→ SOURCE EXTRACT
▶

In the second scenario, the two countries may sit for some dialogue within next fortnight. There are strong voices emerging in India in favour of negotiations at the earliest, and this even from the RSS (Rastriya Swansevek Sangh), the ideological backbone of the ruling BJP (Bharatiya Janata Party).
The Indian government may reach out for a ‘constructive’ and ‘positive’ atmosphere to hold talks by de-escalating the situation. After being short-sighted by inaugurating the new road, India’s Defense Minister Rajnath Singh has been sending constant messages in recent days through tv interviews that India wants to resolve the matter through negotiations.
Stating that India-Nepal relation is “an emotional” one, he added in one interview: “I look at Nepal as our brother. We will sit and find solution. We will resolve (the dispute) through talks.”
It is noteworthy that the Indian Army Chief Gen Manoj Mukund Naravane is being rebuked openly in the Indian media now for his statement of 15 May in which he claimed that Nepal was acting on the border issue at the behest of a third party, implying China. His remark has been labeled as most insensitive, inapt and irresponsible on both sides of the border.
There is a realisation that the Indian Army cannot afford to have bad relations with the Nepal Army which reacted strongly to some Indian media implying that it refused to agree to its government to counter the Indian position.
There is a possibility that even in the present deadlock, there can be negotiations and it will give the two sides credible reasons to stay engaged.
Since the 1990s, India has constantly pressed on Kalapani and Susta as the points of disagreement between the two countries. In almost all MoUs signed at the highest level between the two countries, there is mention only of these two points and not of Lipu Lekh and Limpiyadhura as disputed territories.
This has been deliberately calibrated as a border tri-junction with strategic importance to India. Thus, even when the British Indian maps post 1860 showed the contested territories in Nepal, unilateral manipulations emerged soon after. Independent India inherited the later maps and stuck to them for its own interest. India has often used this point to press that only Kalapani and Susta are contested lands and for which it even seemed willing to go for land swaps not too long ago.

◀

→ GIVEN INFORMATION
▶

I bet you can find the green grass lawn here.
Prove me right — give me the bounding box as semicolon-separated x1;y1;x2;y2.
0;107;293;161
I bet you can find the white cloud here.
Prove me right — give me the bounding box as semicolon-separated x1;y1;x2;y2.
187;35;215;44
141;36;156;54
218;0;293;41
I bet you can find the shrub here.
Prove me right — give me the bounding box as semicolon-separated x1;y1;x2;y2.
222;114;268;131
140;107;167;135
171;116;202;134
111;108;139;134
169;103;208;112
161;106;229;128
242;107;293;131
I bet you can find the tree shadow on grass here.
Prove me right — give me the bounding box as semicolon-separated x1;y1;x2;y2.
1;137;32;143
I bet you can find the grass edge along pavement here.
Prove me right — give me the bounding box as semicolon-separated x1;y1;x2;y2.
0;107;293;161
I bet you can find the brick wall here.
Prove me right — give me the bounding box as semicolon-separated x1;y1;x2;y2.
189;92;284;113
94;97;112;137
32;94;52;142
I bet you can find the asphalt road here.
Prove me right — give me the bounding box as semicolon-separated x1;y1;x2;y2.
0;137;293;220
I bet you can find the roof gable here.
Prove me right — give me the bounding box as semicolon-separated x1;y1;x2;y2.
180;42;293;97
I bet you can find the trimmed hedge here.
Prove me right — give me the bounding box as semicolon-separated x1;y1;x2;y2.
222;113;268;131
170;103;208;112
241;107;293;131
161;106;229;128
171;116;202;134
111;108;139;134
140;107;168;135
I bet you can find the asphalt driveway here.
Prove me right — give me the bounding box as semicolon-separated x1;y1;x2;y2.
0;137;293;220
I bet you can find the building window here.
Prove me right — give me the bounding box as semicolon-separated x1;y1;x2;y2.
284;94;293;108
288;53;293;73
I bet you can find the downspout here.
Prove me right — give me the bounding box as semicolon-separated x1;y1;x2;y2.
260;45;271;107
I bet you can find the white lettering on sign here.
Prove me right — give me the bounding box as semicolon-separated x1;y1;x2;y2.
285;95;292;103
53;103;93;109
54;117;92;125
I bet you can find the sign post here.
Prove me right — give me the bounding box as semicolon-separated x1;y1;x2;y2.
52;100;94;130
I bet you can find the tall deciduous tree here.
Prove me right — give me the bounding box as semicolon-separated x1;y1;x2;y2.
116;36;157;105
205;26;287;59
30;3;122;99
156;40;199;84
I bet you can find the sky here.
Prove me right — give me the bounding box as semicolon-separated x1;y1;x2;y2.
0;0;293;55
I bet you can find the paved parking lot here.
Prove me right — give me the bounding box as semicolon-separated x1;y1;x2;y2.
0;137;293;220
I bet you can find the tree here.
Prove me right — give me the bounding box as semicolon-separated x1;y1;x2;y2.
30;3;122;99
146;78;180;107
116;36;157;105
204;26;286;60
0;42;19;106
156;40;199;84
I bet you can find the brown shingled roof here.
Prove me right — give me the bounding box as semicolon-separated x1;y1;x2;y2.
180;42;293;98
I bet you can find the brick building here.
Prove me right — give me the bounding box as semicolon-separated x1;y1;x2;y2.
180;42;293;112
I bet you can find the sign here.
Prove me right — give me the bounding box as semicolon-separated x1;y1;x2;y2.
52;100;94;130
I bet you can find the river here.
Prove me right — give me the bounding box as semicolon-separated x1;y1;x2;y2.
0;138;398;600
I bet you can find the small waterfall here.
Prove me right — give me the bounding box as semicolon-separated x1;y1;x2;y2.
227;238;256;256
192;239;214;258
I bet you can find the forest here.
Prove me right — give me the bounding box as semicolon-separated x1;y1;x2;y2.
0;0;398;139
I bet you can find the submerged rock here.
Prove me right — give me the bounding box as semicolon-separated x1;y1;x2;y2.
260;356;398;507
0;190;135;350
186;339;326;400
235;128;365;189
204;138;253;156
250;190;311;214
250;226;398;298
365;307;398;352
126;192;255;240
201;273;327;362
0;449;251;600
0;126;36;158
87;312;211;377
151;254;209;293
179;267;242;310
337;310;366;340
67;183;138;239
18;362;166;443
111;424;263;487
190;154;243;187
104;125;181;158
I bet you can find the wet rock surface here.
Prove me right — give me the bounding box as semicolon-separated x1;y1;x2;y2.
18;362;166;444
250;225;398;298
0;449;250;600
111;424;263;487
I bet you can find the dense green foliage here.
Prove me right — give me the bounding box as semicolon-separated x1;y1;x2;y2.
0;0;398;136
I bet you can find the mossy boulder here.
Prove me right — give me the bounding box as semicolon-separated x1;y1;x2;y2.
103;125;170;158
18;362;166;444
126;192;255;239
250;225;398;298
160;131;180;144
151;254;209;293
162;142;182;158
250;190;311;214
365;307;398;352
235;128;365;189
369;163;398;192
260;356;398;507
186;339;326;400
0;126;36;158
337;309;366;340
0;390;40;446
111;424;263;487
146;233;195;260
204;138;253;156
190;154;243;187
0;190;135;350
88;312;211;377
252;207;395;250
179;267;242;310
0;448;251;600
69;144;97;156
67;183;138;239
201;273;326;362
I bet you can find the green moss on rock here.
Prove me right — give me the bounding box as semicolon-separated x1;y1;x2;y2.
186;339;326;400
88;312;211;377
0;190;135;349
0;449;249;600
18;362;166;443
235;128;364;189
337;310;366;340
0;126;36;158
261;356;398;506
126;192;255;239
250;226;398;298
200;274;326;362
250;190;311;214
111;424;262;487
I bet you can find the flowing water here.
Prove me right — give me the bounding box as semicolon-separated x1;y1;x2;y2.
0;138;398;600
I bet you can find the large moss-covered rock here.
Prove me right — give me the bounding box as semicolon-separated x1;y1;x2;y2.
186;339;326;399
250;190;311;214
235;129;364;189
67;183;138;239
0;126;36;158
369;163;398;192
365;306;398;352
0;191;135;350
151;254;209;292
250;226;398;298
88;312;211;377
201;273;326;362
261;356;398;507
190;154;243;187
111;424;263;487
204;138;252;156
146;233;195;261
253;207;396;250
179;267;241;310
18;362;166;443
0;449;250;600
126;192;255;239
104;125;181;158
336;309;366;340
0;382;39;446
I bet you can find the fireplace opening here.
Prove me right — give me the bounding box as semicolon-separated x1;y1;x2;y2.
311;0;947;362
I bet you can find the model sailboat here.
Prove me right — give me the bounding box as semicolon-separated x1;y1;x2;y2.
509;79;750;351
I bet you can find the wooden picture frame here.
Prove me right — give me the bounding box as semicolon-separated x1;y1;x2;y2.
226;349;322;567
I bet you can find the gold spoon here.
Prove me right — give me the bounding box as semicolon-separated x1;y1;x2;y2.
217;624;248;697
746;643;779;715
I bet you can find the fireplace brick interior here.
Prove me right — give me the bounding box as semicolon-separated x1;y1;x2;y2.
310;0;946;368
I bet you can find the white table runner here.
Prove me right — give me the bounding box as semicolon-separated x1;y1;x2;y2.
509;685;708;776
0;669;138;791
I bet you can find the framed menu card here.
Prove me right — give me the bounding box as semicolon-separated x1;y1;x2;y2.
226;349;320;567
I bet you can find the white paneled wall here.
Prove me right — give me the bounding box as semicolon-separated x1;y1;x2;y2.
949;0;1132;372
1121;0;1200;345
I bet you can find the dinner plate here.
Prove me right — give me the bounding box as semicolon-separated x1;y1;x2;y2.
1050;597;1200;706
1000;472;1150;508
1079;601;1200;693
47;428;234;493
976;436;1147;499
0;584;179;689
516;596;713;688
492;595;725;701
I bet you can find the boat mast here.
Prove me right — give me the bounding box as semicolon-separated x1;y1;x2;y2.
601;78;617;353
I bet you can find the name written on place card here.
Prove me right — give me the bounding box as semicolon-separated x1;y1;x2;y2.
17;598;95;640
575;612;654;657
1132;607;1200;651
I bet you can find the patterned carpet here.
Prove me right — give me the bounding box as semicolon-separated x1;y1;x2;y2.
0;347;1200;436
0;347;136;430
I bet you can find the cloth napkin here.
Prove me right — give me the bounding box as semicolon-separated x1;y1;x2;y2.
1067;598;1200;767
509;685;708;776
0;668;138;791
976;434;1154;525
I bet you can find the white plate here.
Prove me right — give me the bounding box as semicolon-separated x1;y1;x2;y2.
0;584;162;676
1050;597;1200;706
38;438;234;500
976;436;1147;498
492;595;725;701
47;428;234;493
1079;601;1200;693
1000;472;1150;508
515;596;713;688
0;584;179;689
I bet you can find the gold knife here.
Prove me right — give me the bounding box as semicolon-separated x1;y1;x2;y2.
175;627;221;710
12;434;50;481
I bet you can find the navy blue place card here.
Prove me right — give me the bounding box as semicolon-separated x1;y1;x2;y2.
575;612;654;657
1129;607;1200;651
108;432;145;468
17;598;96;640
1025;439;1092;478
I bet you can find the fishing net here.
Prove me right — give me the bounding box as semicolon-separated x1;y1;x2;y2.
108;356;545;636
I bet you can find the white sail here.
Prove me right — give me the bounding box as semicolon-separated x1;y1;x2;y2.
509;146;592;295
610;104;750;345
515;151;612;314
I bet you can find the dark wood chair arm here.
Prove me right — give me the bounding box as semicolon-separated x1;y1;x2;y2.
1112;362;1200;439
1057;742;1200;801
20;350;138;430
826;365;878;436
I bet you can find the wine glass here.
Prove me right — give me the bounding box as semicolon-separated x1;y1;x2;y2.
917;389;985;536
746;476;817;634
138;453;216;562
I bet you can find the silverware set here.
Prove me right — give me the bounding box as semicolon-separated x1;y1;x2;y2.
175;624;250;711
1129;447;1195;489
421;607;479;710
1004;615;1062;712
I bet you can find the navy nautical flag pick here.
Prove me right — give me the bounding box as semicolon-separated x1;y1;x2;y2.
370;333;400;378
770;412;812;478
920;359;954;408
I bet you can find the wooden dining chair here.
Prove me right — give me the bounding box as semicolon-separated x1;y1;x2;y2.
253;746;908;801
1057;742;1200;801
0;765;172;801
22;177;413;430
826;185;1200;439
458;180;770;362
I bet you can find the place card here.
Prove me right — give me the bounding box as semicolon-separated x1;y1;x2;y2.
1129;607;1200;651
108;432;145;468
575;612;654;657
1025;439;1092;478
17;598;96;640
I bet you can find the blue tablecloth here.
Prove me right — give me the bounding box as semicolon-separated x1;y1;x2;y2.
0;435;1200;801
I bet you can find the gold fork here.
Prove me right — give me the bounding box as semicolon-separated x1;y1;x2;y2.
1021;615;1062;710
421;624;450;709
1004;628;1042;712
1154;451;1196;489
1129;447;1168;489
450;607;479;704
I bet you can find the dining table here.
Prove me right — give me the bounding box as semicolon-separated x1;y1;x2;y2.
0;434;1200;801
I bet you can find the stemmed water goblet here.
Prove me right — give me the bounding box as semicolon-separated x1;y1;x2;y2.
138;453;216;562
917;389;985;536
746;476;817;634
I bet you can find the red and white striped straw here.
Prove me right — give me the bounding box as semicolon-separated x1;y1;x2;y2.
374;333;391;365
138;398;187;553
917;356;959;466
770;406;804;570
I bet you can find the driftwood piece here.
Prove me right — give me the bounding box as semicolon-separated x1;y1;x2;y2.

◀

→ PARTS OF THE EXERCISE
1. Name every territory that the passage on the India-Nepal border dispute mentions as a point of disagreement or disputed land between the two countries.
2. Carry on the passage on the India-Nepal border dispute from its final sentence.

→ OUTPUTS IN ORDER
1. Kalapani, Susta, Lipu Lekh, Limpiyadhura

2.
“India is willing to negotiate on Kalapani and Susta, but not on Lipu Lekh and Limpiyadhura,” one credible source in New Delhi told me. This means that India still considers the small rivulet at Kalapani as the source of origin of Kali river, thereby purposely sidelining evidence provided by the Nepali side that the origin of the river is Limpiyadhura. (See map)
Taking its relations with Nepal for granted and laden with complacency has landed India in a position of no-return. Since bureaucratic influence is usually high in India when it comes to foreign policy decisions, there could have been lapses leading to failures in diplomatic relations or wrong briefings to the executive leading to misguided actions.
The border row has flared at a time when Indo-Nepal relations were just emerging from the low-point of the 2015 blockade crisis. Indian think-tanks have called it “unfortunate” and “ill-timed” and warn the dispute has the potential to derail the relationship beyond repair.
This will not only have implications on the political connections between the two countries, but will also damage the people-to-people relations, signs of which are already being felt by Nepalis living in India.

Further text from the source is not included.